Download - Proposal PKL.doc
MANAJEMEN REPRODUKSI PADA KAMBING BETINA JONI’S BORR-
GOAT FARM, DESA JERU, KECAMATAN TUMPANG, KABUPATEN
MALANG
Proposal Pelaksanaan Praktek Kerja Lapang
Disusun oleh :
Ghani Soma
NIM 115050107111003
FAKULTAS PETERNAKAN
UNIVERSITAS BRAWIJAYA
MALANG
2013
BAB I
PENDAHULUAN
1.1 Latar Belakang
Kebutuhan protein hewan masyarakat Indonesia dari tahun ke tahun terus
meningkat sesuai dengan bertambahnya jumlah penduduk dan tingkat kesadaran
masyarakat akan gizi seimbang yang didukung dengan ilmu teknologi dan
pengetahuan. Kondisi seperti ini menyebabkan permintaan konsumen akan daging
terus meningkat, karena daging mengandung protein hewani yang dibutuhkan oleh
manusia.
Kambing tergolong ruminansia keci, memamah biak dan merupakan hewan
mamalia yang menyusui anakny. Kambing selain sebagai penghasil daging, juga
menghasilkan kulit dan susu (Anonim, 2008). Kebutuhan konsumsi dalam negeri
sekitar 5,6 juta ekor tiap tahunnya, sementara data pada tahun 2007 menunjukkan
populasi ternak kambing nasional sekitar 14,9 juta ekor mengalami trend rata-rata
pertumbuhan 4,02% pertahun sejak 2003, sedangkan populasi kambing di Jawa
Timur terjadi peningkatan dari tahun 2004 sebanyak 2.359.375 ekor pada tahun 2005
sebanyak 2.382.969 ekor, sehingga ternak kambing mengalami potensi untuk
pemenuhan protein hewani masyarakat Indonesia (Anonim, 2004)
Budidaya ternak kambing dengan sifata alaminya sangat cocok di daerah
pedesaan yang sebagian besar penduduknya adalah petani mempunyai prospek
pengembangan yang sangat baik, dimana system pemeliharaannya tidak terlalu rumit
dan ternak kambing termasuk ternak yang cepat berkembangbiak. Beternak kambing
mempunyai prospek yang baik, disamping menghasilkan daging, ternak kambing
masih dapat memberikan hasil sampingan berupa susu dan pupuk kandang, maka
pemeliharaan kambing untuk meningkatkan produktifnya perlu lebih diperhatikan.
Ditinjau dari aspek perkembangan ternak kambing sangat potensial bila diusahakan
secara komersial (Kusmaningsih, 2005).
Kambing Peranakan Etawah (PE) adalh salah satu jenis kambing yang banyak
terdapat di pulau jawa. Kambing ini merupakan hasil persilangan antara Kambing
Kacang dan Kambing Etwah yang mempunyai bentuk tubuh dan sifat-sifat diantara
keduanya (Anonim, 2008). Kelebihan kambing PE dibandingkan dengan moyangnya
adalah kemampuan beradaptasi denagn lingkunagan, sehingga cenderung disukai oleh
peternak. Kambing PE merupaakn kambing dwiguna yang dapat menghasilkan
daging dan dapat juga diperah. Warna bulu belang hitam, merah coklat, dan kadang-
kadang putih. Muka cembung, daun telinga panjang dan terkuai ke bawah, tanduk
pendek dan kecil.

Data Masukan =>
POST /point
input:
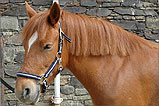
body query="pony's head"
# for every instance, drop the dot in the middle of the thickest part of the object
(40, 38)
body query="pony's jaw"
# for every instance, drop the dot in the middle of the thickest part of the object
(27, 91)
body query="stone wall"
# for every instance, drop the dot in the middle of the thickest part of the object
(140, 17)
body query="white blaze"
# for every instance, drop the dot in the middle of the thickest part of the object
(32, 40)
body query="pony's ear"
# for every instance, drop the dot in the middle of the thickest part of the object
(31, 12)
(54, 13)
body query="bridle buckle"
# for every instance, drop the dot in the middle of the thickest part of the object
(42, 80)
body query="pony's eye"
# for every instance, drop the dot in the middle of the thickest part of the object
(48, 47)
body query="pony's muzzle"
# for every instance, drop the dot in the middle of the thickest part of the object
(27, 91)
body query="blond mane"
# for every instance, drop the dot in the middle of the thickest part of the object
(99, 37)
(89, 36)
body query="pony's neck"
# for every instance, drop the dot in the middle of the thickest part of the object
(98, 37)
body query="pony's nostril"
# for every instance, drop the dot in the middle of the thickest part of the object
(26, 92)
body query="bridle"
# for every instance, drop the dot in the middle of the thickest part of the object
(58, 59)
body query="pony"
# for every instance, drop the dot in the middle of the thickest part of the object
(115, 66)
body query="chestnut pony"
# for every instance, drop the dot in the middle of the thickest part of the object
(115, 66)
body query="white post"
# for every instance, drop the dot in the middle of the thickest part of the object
(57, 99)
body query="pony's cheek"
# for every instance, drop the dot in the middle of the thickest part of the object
(27, 91)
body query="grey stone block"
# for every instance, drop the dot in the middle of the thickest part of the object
(150, 13)
(4, 1)
(75, 9)
(69, 2)
(16, 1)
(88, 3)
(7, 22)
(74, 82)
(16, 11)
(88, 103)
(71, 103)
(132, 3)
(110, 0)
(110, 4)
(152, 22)
(140, 26)
(128, 11)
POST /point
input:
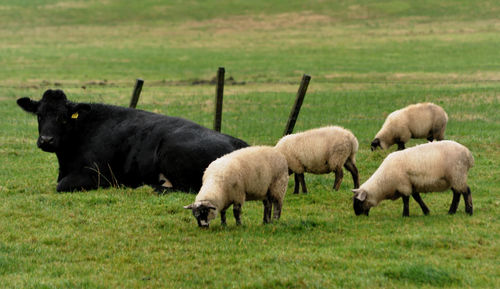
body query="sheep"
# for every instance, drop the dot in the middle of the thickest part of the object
(253, 173)
(320, 151)
(430, 167)
(421, 120)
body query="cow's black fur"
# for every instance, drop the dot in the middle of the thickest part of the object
(100, 145)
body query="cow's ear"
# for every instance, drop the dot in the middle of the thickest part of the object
(27, 104)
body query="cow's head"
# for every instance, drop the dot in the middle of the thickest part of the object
(203, 211)
(360, 202)
(57, 118)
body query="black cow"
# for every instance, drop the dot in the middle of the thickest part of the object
(100, 145)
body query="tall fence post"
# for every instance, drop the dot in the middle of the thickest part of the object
(219, 92)
(137, 92)
(301, 93)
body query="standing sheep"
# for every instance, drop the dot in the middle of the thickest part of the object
(253, 173)
(421, 120)
(320, 151)
(431, 167)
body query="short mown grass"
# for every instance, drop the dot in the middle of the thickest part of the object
(366, 59)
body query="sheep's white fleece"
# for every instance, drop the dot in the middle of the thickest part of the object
(243, 175)
(318, 151)
(414, 121)
(430, 167)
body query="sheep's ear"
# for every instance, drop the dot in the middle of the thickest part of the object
(359, 194)
(189, 207)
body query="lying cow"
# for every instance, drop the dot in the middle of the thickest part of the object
(100, 145)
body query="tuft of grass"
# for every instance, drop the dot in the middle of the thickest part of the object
(423, 274)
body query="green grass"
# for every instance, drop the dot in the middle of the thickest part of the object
(366, 59)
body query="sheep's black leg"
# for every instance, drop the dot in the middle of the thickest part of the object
(468, 201)
(302, 180)
(277, 209)
(351, 167)
(401, 145)
(297, 183)
(430, 136)
(406, 206)
(223, 217)
(267, 210)
(237, 213)
(416, 197)
(454, 202)
(339, 174)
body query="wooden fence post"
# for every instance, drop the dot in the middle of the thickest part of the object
(219, 92)
(301, 93)
(137, 92)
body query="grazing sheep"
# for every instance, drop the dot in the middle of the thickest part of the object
(421, 120)
(320, 151)
(253, 173)
(431, 167)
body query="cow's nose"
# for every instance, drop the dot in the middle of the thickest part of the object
(46, 139)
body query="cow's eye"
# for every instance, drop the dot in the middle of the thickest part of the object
(62, 119)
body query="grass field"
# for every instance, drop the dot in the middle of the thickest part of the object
(366, 59)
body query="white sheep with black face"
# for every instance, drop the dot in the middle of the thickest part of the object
(320, 151)
(421, 120)
(253, 173)
(431, 167)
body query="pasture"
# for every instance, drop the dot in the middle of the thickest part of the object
(366, 59)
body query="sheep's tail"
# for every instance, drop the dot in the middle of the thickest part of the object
(354, 149)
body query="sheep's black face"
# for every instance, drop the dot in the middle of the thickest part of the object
(359, 207)
(56, 118)
(375, 144)
(360, 203)
(203, 213)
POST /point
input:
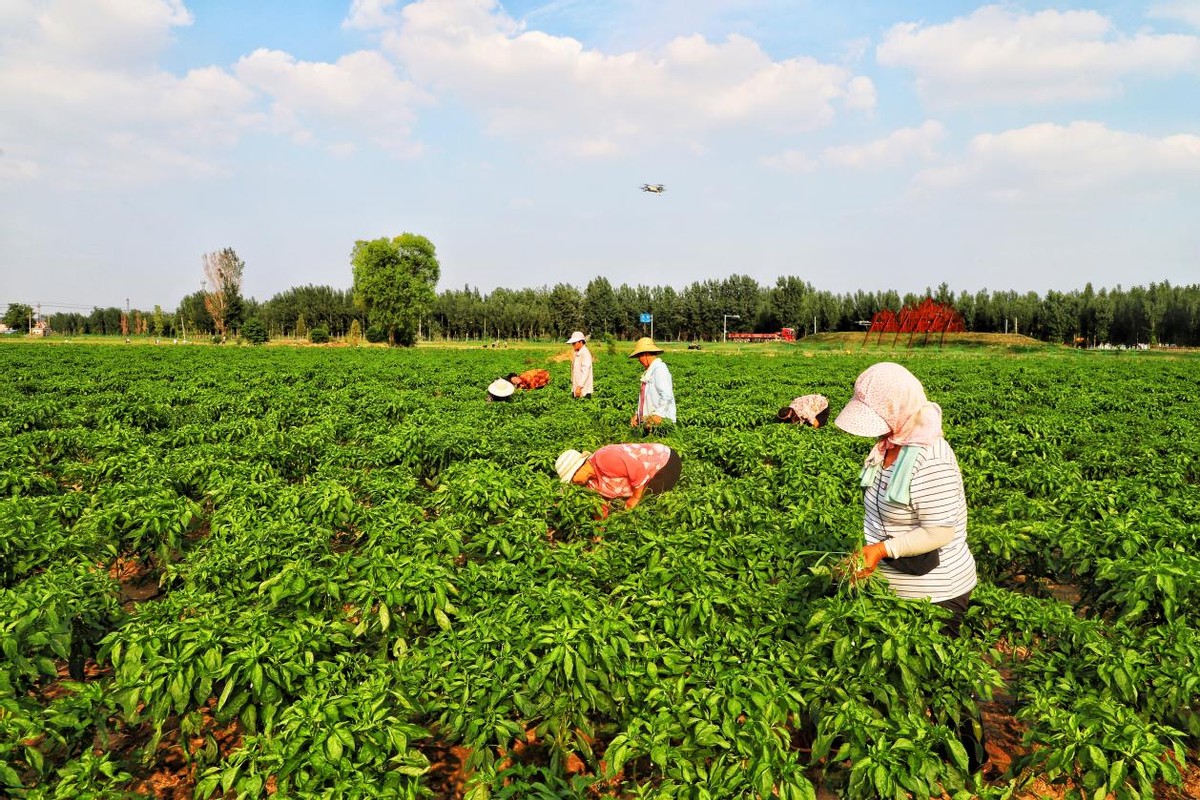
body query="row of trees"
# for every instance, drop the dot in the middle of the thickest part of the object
(1158, 313)
(394, 298)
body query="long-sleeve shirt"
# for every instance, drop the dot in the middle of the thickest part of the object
(621, 469)
(657, 396)
(581, 371)
(937, 500)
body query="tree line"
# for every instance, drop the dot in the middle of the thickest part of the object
(394, 299)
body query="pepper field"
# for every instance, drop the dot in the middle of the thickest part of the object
(339, 572)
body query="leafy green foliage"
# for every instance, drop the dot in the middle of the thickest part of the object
(360, 566)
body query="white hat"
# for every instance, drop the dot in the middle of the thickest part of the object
(569, 463)
(879, 389)
(501, 389)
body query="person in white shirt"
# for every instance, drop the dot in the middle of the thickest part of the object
(655, 402)
(581, 366)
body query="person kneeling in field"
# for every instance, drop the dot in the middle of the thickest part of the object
(810, 409)
(616, 471)
(529, 379)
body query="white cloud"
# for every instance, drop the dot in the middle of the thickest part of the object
(893, 150)
(370, 14)
(791, 161)
(587, 102)
(84, 100)
(1186, 11)
(1044, 161)
(1000, 55)
(359, 92)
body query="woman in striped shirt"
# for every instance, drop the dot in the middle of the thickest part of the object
(916, 510)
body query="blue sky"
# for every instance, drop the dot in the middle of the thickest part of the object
(867, 145)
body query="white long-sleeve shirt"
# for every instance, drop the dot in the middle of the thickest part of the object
(658, 392)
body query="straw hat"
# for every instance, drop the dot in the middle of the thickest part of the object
(501, 389)
(645, 346)
(569, 463)
(876, 392)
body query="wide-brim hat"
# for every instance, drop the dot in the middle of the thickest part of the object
(569, 463)
(645, 346)
(871, 386)
(501, 389)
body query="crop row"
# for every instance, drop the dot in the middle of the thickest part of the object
(323, 572)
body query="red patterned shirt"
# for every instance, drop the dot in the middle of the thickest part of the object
(621, 469)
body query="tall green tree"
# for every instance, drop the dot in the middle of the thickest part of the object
(222, 295)
(600, 308)
(395, 283)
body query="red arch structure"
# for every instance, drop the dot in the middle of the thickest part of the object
(927, 318)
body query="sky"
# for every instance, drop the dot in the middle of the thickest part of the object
(858, 145)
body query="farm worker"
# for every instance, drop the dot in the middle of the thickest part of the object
(529, 379)
(916, 511)
(499, 390)
(657, 398)
(629, 471)
(810, 409)
(581, 366)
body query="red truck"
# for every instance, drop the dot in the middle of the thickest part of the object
(786, 335)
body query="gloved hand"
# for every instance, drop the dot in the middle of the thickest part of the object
(871, 555)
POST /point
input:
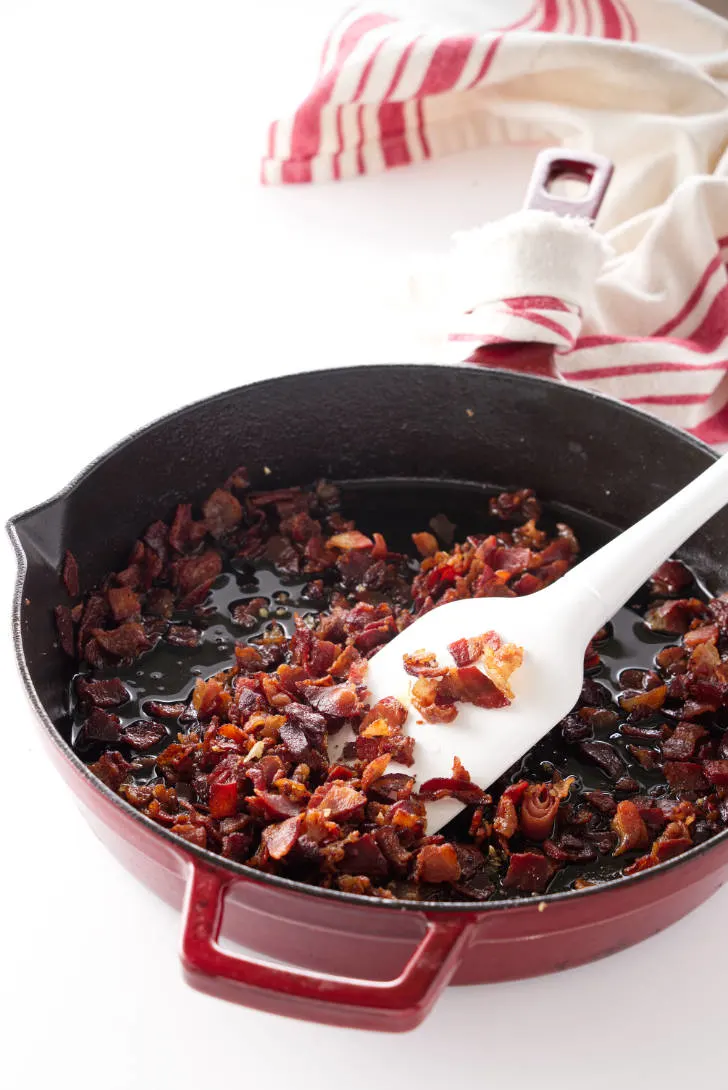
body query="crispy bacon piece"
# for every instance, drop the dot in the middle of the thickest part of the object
(350, 540)
(440, 787)
(425, 543)
(629, 827)
(128, 641)
(423, 664)
(143, 735)
(64, 628)
(424, 695)
(339, 801)
(279, 839)
(124, 603)
(675, 616)
(670, 578)
(529, 872)
(538, 809)
(716, 772)
(437, 862)
(222, 512)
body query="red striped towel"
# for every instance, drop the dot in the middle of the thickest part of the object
(642, 82)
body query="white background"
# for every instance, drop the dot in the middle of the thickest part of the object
(141, 267)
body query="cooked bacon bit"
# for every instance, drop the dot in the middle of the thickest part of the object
(128, 641)
(350, 540)
(629, 827)
(675, 616)
(651, 700)
(101, 693)
(516, 505)
(459, 771)
(70, 574)
(207, 698)
(279, 839)
(340, 801)
(499, 663)
(670, 578)
(529, 872)
(672, 842)
(538, 808)
(101, 726)
(716, 772)
(223, 796)
(684, 776)
(374, 770)
(390, 710)
(645, 757)
(338, 701)
(111, 768)
(143, 735)
(424, 700)
(605, 757)
(195, 834)
(506, 822)
(124, 603)
(704, 633)
(222, 512)
(440, 787)
(471, 686)
(239, 479)
(185, 534)
(159, 603)
(425, 544)
(363, 857)
(377, 729)
(437, 862)
(423, 664)
(64, 628)
(684, 738)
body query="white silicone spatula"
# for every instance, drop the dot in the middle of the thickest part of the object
(553, 626)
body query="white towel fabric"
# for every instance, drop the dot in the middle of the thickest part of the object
(642, 82)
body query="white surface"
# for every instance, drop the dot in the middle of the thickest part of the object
(135, 246)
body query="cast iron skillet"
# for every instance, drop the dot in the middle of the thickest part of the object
(443, 425)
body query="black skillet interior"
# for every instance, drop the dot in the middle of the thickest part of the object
(411, 441)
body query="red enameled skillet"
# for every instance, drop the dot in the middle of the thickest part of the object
(359, 961)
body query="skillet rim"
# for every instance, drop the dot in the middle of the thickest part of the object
(13, 527)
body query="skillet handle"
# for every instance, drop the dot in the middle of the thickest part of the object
(553, 162)
(392, 1005)
(556, 162)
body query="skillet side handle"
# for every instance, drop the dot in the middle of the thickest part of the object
(395, 1005)
(554, 162)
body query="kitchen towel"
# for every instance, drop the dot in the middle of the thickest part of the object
(642, 82)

Tugas Kerja A =>
Jawab pertanyaan berikut berdasarkan kutipan proposal tentang reproduksi kambing.
(i) Berapa populasi ternak kambing nasional pada tahun 2007?
(ii) Kambing Peranakan Etawah (PE) merupakan hasil persilangan antara kambing apa saja?
(iii) Selain daging, hasil sampingan apa saja yang dapat diberikan ternak kambing?
Tugas Kerja B => Menurut kutipan proposal tentang reproduksi kambing, mengapa kambing PE cenderung disukai oleh peternak? Jelaskan dalam satu sampai tiga kalimat.
Tugas Kerja C => Lanjutkan latar belakang proposal tentang manajemen reproduksi kambing, mulai setelah kalimat terakhir yang ditampilkan.
Data masukan merupakan bahan tersendiri yang terpisah dari kutipan terpilih.

Jawaban Latihan A =>
(i) Sekitar 14,9 juta ekor.
(ii) Kambing Kacang dan Kambing Etawah.
(iii) Susu dan pupuk kandang.

Jawaban Latihan B => Kambing PE cenderung disukai peternak karena memiliki kelebihan dibandingkan moyangnya, yaitu kemampuan beradaptasi dengan lingkungan.

Jawaban Latihan C =>
Joni’s Boer-Goat Farm yang berada di Desa Jeru, Kecamatan Tumpang,
Kabupaten Malang merupakan peternakan rakyat yang mengusahakan pembibitan
kambing. Inseminasi Buatan dilakukan pada calon induk yang di dapat oleh Bapak
Joni Susanto baik dari pasar kambing maupun dari peternak lain. Induk-induk bunting
tersebut, kemudian dipelihara hingga beberapa bulan dan dijual dan dijual kembali
dalam keadaan indukan bunting tua.
1.2 Rumusan Masalah
Permasalah utama yang perlu dikaji lebih dalam dilokasi PKL adalah sejauh
mana managemen reproduksi Kambing PE yang terdapat di Joni’s Boer-Goat Farm di
Desa Jeru, Kecamatan Tumpang, Kabupaten Malang
1.3 Tujuan
Tujuan dari PKL yang dilaksanakan adalah untuk mengetahui managemen
reproduksi kambing PE yang berada di Joni’s Boer-Goat Farm. Selain itu juga dapat
memperoleh pengalaman dan pengetahuan tentang managemen reproduksi kambing
dari peternak.
1.4 Manfaat
Hasil dari PKL ini diharapkan dapat memberikan manfaat bagi mahasiswa,
peternak dan pihak lain yang berkepentingan.
1. Manfaat bagi mahasiswa :
a. Menambah pengalaman, keterampilan dan wawasan dalam hal
managemen reproduksi ternak kambing.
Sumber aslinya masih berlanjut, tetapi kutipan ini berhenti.